Zadania i ćwiczenia:
(a) Proszę podać, w którym roku i przez kogo została utworzona Flota Bałtycka według tekstu o Flocie Bałtyckiej.
(b) Proszę przepisać bez żadnych zmian fragment tekstu o Flocie Bałtyckiej od słów „Z dziesięciu państw” aż do słów „wykorzystaniem okrętów podwodnych.” włącznie.

Tekst źródłowy:
################

Z dziesięciu państw mających dostęp do Bałtyku, dziewięć z nich to członkowie NATO. Mimo tego, zdaniem szwedzkiego podwodniaka, Flota Bałtycka, a szczególnie jej okręty podwodne, „cały czas stanowi zagrożenie”. Nie od dziś wiadomo, że co jak co, ale w tzw. domenie okrętów podwodnych, Rosja jest w czołówce światowej. I dotyczy to nie tylko jednostek o napędzie atomowym przystosowanym do strzelania międzykontynentalnymi rakietami balistycznymi. Oficer w rozmowie z PAP przyznał, że w swoich działaniach na Morzu Bałtyckim, Rosjanie zachowują „względną ostrożność”. Jednocześnie Flota Bałtycka regularnie prowadzi na morzu ćwiczenia, również te z wykorzystaniem okrętów podwodnych.
– Rosjanie odrobili pracę domową. Mają nowoczesną technologię i zaawansowane systemy. Dlatego my, jako członkowie NATO, też musimy stale się rozwijać i na bieżąco monitorować ich działania. Rosjanie dysponują zarówno kluczowymi umiejętnościami, jak i liczebnym personelem.
FLOTA BAŁTYCKA – NAJSŁABSZA CZĘŚĆ ROSYJSKIEJ MARYNARKI WOJENNEJ
Warto wiedzieć, że Flota Bałtycka jest jednym z pięciu związków operacyjnych Marynarki Wojennej Federacji Rosyjskiej. Pozostałe to: Flota Północna, Flota Oceanu Spokojnego, Flota Morza Czarnego i Flotylla Kaspijska. Jest najstarszą ze wszystkich, bo została utworzona przez cara Piotra I Wielkiego w roku 1703. Jednocześnie określa się ją jako najsłabszą, ze wszystkich związków Marynarki Wojennej FR. Główne bazy Floty to Bałtijsk (obwód kaliningradzki/królewiecki) i Kronsztad (obwód leningradzki). Obejmuje formację okrętów nawodnych, dywizjon okrętów podwodnych z konwencjonalnym napędem, formacje jednostek pomocniczych i poszukiwawczo-ratowniczych, lotnictwo morskie, wojska przybrzeżne, jednostki obrony powietrznej, a także jednostki wsparcia technicznego i specjalnego.
Jak podawał dziennik „Izwiestija” w 2021 r. „Ministerstwo Obrony wzmocni Flotę Bałtycką najnowszymi okrętami podwodnymi z silnikiem Diesla Projektu 0636.3. Pierwszym z tej serii będzie okręt podwodny „Pietrozawodsk” (na zdjęciu - Portal Obronny). W przyszłości w ten region powinno zostać wysłanych jeszcze kilka okrętów tego projektu. Zdaniem ekspertów doskonale nadają się one do Bałtyku i będą skutecznym środkiem odstraszania agresji na Rosję”.

################

Surowe dane:

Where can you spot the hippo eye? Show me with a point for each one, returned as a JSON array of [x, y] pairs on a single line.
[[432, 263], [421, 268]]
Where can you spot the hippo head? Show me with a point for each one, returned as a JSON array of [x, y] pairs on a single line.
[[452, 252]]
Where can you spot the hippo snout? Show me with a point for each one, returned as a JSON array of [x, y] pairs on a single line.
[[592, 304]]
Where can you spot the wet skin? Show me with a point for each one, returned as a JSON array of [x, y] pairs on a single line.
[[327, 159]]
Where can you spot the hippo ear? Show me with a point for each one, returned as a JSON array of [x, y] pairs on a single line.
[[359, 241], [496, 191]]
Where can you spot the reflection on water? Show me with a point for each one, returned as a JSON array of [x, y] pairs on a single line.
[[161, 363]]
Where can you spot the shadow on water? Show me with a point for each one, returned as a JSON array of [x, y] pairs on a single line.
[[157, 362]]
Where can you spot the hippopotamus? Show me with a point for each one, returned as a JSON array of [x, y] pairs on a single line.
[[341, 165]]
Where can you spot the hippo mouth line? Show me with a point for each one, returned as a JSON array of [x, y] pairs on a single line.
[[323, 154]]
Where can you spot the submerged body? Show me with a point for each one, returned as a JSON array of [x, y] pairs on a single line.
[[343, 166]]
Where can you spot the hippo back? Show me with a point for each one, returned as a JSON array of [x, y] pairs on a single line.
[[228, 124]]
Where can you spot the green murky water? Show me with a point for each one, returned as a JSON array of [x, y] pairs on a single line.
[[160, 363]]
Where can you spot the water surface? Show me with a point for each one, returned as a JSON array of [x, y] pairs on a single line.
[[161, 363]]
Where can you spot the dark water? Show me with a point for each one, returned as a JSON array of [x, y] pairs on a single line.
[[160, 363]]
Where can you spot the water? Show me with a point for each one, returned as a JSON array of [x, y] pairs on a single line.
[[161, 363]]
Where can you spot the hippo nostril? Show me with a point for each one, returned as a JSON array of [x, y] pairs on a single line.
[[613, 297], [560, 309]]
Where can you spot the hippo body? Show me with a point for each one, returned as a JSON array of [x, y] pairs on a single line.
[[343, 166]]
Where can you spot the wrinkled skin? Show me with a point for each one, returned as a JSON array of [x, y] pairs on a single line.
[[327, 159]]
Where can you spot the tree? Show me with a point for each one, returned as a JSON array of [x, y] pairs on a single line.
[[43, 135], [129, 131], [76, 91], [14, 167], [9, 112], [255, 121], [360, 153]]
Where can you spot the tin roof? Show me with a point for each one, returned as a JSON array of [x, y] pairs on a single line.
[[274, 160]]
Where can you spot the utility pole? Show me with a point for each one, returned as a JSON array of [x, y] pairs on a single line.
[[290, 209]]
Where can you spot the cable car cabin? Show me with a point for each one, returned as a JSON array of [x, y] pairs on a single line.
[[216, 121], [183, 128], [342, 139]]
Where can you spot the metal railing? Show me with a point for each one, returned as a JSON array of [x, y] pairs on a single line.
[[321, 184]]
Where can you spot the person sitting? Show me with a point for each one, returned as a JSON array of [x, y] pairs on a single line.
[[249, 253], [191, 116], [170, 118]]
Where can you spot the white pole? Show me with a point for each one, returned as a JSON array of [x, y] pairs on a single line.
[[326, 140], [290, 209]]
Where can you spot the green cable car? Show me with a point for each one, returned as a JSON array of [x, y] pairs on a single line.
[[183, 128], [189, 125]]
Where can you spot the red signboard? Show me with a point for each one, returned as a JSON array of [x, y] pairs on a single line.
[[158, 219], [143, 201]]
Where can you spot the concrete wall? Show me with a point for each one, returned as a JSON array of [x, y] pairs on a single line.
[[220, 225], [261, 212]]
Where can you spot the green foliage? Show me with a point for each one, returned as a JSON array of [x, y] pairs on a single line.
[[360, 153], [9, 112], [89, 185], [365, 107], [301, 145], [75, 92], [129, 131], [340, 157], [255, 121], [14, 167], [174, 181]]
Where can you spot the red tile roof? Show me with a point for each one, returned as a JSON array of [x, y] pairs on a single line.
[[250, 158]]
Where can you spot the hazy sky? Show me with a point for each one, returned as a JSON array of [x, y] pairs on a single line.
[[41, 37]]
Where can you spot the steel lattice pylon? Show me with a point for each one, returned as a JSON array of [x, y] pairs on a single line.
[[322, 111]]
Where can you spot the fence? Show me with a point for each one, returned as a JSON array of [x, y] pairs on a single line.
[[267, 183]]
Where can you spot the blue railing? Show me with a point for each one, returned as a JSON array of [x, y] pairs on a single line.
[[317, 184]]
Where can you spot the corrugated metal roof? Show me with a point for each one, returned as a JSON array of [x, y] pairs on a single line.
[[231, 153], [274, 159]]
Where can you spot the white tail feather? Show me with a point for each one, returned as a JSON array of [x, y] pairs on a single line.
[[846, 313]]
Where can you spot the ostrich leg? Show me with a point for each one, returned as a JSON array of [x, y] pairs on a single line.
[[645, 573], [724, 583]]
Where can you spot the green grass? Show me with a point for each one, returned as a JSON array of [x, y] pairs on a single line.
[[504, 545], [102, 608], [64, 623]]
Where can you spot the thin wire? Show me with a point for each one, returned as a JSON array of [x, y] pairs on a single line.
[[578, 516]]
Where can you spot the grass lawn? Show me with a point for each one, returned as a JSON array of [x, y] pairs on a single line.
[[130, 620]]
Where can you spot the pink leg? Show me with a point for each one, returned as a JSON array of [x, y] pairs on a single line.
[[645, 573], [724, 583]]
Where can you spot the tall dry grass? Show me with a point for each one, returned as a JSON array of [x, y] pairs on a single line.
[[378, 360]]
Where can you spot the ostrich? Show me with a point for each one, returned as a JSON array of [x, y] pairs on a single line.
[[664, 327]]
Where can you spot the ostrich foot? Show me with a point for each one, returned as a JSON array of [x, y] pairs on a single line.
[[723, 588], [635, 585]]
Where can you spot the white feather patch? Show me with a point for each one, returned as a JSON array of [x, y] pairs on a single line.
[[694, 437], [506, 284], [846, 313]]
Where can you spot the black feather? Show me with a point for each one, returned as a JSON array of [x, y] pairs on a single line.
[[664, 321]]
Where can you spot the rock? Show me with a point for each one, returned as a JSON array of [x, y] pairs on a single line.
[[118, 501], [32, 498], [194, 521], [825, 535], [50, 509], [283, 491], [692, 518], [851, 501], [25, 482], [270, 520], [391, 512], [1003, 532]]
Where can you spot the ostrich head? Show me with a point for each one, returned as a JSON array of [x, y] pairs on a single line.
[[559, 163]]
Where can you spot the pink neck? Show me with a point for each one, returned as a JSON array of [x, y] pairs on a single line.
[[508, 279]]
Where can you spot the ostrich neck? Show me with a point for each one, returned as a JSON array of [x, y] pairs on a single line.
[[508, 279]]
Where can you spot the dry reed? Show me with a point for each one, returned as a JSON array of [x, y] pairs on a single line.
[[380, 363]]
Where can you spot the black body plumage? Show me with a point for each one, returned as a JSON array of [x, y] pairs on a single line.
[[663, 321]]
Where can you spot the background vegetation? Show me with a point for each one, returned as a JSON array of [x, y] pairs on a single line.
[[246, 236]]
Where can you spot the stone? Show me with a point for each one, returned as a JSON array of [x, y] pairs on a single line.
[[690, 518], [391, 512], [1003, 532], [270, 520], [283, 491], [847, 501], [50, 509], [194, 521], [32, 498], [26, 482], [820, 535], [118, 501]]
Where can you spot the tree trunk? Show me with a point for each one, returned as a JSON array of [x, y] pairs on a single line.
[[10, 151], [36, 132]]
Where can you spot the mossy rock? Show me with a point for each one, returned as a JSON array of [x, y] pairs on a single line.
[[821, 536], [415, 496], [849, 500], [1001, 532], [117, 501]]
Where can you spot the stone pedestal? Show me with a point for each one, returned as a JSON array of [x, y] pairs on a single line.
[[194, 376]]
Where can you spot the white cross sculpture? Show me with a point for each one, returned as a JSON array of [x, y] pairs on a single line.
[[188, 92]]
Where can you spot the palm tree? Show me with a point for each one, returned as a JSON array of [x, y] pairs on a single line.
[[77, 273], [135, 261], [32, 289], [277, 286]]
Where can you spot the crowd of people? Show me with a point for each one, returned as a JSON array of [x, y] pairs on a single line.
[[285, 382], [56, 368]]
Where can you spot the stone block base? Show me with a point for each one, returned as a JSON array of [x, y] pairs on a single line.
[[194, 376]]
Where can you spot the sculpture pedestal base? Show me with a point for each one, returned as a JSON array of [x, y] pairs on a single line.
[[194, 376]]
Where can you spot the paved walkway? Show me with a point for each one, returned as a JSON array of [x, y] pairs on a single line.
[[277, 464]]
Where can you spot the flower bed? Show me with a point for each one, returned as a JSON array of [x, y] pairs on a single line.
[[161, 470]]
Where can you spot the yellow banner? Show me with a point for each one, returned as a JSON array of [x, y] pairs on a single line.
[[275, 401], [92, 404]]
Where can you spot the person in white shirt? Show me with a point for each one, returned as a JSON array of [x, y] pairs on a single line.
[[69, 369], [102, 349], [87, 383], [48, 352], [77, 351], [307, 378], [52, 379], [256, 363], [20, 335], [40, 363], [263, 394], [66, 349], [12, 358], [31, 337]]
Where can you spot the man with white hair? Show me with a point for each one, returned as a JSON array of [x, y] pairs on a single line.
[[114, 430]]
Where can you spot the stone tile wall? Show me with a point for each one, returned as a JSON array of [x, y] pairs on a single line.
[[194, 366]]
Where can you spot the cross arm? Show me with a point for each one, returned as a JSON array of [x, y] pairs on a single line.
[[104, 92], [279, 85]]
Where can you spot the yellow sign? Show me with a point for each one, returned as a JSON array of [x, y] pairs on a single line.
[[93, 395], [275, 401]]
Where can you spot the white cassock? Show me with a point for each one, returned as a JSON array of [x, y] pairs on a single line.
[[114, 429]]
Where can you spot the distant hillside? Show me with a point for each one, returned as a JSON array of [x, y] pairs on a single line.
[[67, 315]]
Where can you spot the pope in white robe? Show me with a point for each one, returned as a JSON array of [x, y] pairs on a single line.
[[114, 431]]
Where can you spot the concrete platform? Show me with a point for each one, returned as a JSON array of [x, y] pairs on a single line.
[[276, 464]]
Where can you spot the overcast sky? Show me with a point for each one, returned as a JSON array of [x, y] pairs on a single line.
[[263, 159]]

################

Odpowiedzi do zadań:
(a) W 1703 roku, przez cara Piotra I Wielkiego.

(b)
Z dziesięciu państw mających dostęp do Bałtyku, dziewięć z nich to członkowie NATO. Mimo tego, zdaniem szwedzkiego podwodniaka, Flota Bałtycka, a szczególnie jej okręty podwodne, „cały czas stanowi zagrożenie”. Nie od dziś wiadomo, że co jak co, ale w tzw. domenie okrętów podwodnych, Rosja jest w czołówce światowej. I dotyczy to nie tylko jednostek o napędzie atomowym przystosowanym do strzelania międzykontynentalnymi rakietami balistycznymi. Oficer w rozmowie z PAP przyznał, że w swoich działaniach na Morzu Bałtyckim, Rosjanie zachowują „względną ostrożność”. Jednocześnie Flota Bałtycka regularnie prowadzi na morzu ćwiczenia, również te z wykorzystaniem okrętów podwodnych.